▶ _TASK GOAL_: Which lines in the items below contain the word "white", with case counting? List each of those lines in full.

[Start EXTRACTED INFORMATION]

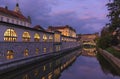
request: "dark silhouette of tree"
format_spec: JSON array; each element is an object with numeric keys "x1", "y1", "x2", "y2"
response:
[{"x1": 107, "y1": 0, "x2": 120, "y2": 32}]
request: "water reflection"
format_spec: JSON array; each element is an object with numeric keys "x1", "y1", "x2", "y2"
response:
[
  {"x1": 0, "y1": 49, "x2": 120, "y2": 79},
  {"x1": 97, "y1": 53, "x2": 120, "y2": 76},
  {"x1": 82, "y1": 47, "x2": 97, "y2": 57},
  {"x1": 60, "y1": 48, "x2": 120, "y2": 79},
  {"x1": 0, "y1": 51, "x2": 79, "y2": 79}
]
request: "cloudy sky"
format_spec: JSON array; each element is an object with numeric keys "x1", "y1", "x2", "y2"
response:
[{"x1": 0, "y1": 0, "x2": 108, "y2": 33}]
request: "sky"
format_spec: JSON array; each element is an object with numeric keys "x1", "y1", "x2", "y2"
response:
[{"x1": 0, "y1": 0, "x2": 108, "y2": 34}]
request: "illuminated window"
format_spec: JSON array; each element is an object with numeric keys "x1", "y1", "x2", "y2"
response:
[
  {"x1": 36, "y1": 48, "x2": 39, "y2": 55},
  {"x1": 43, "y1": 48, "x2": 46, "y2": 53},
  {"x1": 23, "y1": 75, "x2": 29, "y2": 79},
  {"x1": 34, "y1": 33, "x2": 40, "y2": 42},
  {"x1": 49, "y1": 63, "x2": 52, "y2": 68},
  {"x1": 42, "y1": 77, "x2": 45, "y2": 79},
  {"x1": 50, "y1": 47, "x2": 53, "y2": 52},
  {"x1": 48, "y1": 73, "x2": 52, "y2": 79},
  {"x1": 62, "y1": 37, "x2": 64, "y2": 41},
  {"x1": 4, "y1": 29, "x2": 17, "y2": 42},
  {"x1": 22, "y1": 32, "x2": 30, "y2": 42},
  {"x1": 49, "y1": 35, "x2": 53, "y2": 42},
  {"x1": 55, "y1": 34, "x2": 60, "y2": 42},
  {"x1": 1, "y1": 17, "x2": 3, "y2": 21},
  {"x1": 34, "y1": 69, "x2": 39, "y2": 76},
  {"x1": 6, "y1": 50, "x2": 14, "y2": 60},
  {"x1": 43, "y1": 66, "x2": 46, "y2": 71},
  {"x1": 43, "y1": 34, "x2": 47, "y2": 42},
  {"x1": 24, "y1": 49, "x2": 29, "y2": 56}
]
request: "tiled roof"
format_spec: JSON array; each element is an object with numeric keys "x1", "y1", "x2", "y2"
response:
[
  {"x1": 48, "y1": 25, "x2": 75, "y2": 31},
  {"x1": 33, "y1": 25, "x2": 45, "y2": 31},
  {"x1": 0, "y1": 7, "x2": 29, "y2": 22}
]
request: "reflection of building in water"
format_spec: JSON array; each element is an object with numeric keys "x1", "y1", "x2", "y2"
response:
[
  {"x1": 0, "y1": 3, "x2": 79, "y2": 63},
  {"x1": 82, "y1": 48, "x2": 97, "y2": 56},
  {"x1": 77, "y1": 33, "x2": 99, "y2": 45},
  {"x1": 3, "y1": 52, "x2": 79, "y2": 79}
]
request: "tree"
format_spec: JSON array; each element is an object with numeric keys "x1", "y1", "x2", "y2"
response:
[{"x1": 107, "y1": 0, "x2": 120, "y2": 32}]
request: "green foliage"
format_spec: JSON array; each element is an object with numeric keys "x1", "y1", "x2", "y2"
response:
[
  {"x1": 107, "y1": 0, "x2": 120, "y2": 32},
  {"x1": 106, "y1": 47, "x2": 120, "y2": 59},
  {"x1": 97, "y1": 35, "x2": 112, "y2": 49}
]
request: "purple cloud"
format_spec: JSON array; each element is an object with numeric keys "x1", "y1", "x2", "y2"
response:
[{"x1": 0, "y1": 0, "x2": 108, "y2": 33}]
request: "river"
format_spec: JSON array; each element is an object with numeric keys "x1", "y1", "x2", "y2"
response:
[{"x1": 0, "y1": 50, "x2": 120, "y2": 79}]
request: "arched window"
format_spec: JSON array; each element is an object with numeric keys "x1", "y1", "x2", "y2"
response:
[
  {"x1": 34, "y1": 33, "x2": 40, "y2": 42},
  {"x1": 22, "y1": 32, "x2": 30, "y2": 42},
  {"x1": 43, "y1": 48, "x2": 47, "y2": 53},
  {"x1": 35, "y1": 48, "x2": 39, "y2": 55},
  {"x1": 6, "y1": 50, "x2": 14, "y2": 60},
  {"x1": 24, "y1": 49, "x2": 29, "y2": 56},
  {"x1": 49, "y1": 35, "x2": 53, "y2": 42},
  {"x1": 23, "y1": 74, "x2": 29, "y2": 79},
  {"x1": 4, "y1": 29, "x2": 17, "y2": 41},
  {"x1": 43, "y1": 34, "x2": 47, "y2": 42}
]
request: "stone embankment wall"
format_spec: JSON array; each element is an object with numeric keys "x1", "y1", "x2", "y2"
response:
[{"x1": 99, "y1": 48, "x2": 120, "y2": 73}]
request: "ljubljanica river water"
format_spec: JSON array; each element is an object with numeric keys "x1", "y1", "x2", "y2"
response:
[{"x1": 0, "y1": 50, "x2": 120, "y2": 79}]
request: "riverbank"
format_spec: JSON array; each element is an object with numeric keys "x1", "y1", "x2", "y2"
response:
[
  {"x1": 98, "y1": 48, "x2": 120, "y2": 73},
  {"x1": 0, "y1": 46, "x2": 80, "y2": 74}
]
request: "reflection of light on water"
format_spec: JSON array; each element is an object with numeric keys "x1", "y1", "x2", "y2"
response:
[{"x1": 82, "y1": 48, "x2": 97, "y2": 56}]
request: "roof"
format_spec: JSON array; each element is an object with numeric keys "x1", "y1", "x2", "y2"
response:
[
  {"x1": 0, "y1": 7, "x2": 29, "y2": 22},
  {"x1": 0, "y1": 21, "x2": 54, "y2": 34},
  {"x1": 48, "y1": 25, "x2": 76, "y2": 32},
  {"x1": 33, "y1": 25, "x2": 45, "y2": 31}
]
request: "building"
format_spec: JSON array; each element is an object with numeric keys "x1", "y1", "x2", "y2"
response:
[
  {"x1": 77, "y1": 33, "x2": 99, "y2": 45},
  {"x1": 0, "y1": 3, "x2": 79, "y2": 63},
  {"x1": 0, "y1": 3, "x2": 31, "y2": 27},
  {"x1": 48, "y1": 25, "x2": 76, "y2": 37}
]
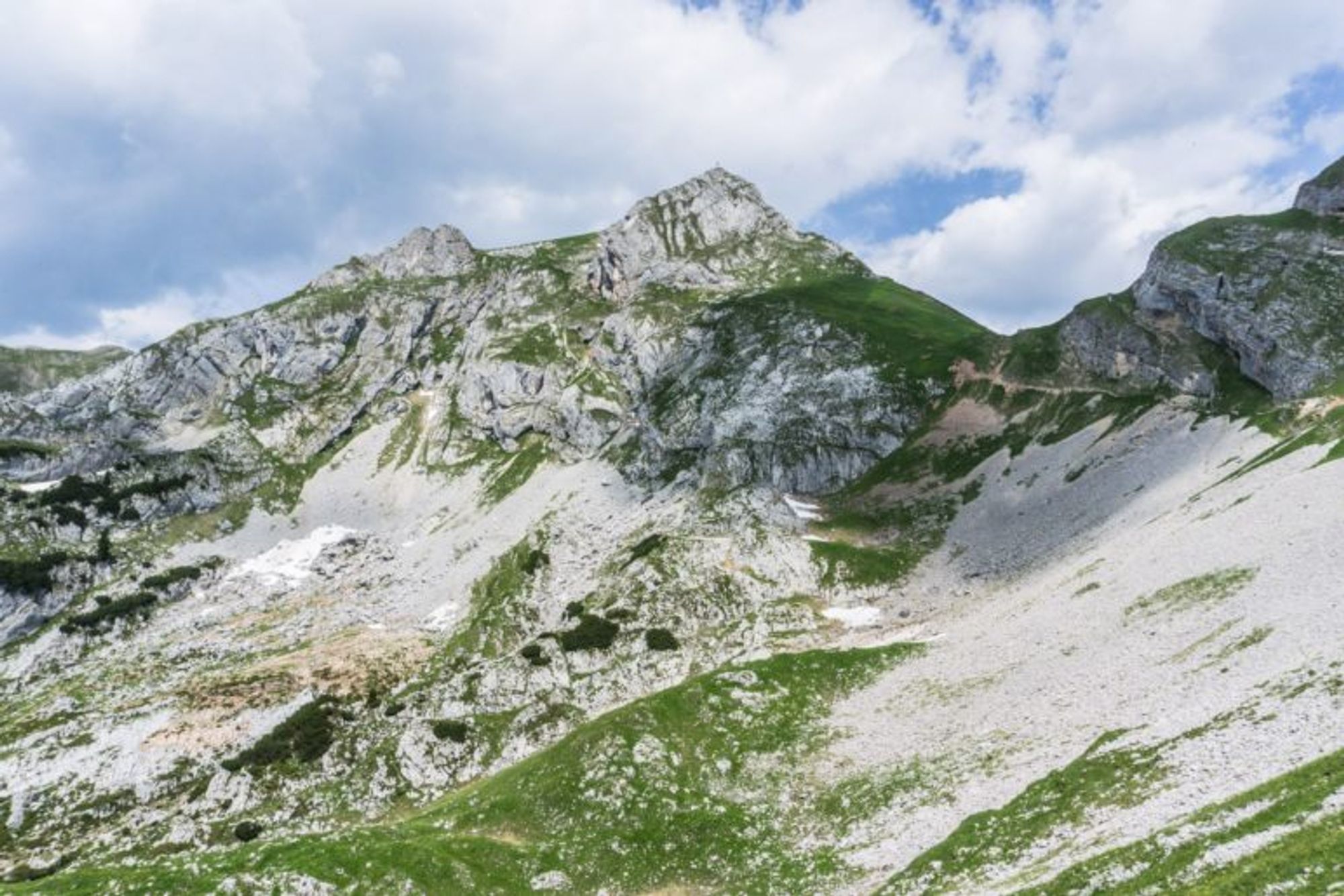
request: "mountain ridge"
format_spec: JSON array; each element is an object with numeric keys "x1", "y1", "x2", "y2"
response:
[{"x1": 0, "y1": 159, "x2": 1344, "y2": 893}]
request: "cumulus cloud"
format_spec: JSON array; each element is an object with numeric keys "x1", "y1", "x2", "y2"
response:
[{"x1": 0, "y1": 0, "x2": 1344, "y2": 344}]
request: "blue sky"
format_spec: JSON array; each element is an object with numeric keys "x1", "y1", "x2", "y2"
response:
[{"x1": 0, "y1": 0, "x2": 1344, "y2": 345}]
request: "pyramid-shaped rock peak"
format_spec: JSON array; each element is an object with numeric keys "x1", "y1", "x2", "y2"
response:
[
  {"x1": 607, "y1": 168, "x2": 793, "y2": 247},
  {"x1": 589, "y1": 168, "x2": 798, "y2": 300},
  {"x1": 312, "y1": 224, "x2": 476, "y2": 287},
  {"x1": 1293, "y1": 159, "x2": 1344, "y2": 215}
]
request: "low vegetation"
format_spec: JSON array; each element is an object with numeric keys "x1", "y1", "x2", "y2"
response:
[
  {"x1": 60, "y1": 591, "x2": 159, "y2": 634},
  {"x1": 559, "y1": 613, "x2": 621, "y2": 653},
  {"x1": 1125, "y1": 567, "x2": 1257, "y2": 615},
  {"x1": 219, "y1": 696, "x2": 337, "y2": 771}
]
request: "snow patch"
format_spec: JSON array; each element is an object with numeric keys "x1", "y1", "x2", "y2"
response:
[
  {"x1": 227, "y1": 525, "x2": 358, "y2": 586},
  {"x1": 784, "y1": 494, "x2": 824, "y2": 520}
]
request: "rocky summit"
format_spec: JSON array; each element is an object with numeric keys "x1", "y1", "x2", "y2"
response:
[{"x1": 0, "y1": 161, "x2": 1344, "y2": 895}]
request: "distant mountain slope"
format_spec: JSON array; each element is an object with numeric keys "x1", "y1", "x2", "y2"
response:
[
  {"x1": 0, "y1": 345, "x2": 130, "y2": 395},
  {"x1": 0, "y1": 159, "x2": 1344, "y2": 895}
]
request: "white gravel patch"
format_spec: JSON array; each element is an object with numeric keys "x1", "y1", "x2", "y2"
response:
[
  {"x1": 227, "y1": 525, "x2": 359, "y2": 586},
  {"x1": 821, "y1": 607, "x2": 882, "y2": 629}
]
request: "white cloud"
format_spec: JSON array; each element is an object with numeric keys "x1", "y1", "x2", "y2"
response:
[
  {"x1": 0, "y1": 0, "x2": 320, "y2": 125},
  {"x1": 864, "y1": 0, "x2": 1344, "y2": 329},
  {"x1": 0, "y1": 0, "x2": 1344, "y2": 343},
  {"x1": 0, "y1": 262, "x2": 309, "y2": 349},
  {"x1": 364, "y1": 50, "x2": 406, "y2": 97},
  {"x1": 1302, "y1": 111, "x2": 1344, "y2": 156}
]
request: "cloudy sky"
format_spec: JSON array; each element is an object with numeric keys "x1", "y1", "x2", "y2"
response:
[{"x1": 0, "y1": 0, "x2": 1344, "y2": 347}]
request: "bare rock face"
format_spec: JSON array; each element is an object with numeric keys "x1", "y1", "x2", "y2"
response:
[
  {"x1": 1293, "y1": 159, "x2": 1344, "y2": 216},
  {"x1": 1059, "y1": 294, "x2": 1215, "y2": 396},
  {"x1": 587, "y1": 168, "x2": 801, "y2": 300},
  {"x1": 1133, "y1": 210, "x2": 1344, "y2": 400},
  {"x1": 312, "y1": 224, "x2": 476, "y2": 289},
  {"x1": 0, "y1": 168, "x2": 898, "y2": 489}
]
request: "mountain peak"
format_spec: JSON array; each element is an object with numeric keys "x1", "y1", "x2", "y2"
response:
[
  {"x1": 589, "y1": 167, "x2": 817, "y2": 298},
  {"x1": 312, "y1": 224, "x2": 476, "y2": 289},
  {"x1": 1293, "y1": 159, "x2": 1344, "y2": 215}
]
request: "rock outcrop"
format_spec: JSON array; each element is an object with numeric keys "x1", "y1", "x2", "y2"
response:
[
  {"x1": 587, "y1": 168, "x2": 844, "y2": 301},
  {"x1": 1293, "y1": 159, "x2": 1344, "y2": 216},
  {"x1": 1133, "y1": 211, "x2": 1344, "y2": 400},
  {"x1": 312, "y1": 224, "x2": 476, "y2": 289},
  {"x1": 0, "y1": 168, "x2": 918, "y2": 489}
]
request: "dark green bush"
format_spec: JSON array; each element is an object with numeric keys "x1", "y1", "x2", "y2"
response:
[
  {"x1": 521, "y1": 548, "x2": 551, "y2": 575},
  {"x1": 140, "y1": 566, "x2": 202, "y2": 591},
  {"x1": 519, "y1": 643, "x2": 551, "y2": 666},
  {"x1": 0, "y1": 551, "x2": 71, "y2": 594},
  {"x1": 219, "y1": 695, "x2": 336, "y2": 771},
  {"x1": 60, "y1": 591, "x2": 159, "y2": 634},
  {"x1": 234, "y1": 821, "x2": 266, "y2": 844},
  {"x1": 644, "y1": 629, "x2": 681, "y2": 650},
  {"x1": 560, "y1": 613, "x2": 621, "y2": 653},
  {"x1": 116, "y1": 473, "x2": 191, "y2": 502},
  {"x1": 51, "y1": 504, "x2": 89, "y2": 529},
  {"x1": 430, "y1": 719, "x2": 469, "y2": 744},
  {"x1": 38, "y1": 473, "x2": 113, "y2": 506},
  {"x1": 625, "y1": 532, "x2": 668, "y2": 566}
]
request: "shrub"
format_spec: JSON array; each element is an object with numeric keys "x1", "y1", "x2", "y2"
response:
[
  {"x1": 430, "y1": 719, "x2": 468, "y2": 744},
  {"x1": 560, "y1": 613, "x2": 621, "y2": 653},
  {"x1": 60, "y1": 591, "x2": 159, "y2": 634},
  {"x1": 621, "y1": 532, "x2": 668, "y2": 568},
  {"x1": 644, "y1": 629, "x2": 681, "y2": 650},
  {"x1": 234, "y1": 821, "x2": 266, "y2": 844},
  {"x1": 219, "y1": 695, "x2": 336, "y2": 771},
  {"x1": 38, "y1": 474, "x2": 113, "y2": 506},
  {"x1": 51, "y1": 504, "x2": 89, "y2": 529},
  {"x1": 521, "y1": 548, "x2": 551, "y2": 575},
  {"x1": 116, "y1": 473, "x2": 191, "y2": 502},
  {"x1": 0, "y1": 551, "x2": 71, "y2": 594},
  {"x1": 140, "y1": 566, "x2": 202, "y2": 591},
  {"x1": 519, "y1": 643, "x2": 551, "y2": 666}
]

[End EXTRACTED INFORMATION]

▶ _WRITTEN SOLUTION_:
request: "white gravel patch"
request: "white cloud"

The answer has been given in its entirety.